_ABOUT THIS TASK_. Within the data below, copy each line where the string "church" is found.
-*-
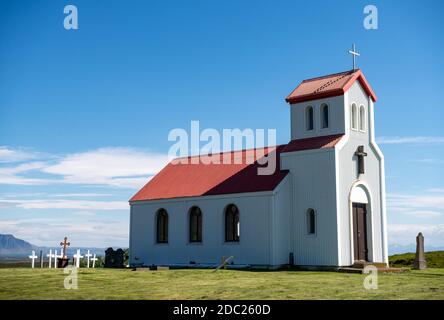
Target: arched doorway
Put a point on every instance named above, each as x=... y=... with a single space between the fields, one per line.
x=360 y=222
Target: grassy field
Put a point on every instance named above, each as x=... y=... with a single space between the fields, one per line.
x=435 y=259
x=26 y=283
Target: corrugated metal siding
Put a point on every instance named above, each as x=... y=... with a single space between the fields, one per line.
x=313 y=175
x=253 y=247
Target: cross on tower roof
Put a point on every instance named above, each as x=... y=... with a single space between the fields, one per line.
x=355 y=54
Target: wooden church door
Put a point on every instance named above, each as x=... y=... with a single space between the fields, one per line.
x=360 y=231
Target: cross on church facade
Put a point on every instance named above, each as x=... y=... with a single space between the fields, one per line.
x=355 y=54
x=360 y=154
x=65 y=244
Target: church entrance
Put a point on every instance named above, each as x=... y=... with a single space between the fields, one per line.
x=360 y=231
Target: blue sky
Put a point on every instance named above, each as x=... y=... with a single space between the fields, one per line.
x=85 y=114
-*-
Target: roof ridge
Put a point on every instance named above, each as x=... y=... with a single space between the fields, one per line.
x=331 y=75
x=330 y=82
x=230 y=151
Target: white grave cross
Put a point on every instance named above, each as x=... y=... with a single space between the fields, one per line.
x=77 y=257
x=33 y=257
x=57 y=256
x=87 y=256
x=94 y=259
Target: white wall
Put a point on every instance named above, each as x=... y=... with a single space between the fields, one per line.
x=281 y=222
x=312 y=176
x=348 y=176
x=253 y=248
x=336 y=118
-*-
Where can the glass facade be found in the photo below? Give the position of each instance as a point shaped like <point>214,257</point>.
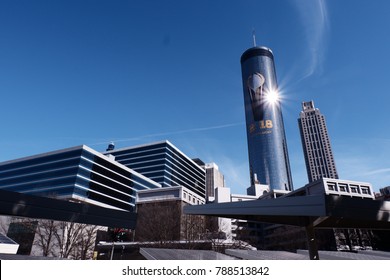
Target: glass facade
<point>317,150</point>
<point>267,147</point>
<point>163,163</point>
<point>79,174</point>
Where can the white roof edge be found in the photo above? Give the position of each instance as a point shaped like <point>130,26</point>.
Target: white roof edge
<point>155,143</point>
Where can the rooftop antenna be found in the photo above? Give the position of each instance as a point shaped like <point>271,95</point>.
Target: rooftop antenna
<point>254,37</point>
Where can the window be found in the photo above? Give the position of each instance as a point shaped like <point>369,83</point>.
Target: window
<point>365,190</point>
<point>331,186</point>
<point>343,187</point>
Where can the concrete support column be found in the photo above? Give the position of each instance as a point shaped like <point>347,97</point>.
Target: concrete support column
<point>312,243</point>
-*-
_SOLUTION_.
Target: wooden church door
Target: cross on church facade
Target: church entrance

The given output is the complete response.